-- About this exercise --
Print exactly the lines starting at the one that contains "mark: the crown molding" and ending at the last line of the listing below.

-- Source data --
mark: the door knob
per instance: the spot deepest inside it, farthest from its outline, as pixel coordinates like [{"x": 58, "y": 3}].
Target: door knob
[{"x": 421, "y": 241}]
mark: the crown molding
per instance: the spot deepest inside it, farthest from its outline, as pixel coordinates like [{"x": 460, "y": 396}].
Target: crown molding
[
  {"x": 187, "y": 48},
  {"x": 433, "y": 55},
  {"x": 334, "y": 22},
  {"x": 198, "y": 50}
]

-- Solution below --
mark: the crown molding
per instance: the spot deepest inside it, farthest from its outline, as pixel coordinates like [{"x": 460, "y": 396}].
Target: crown molding
[
  {"x": 187, "y": 48},
  {"x": 433, "y": 55},
  {"x": 334, "y": 22},
  {"x": 198, "y": 50}
]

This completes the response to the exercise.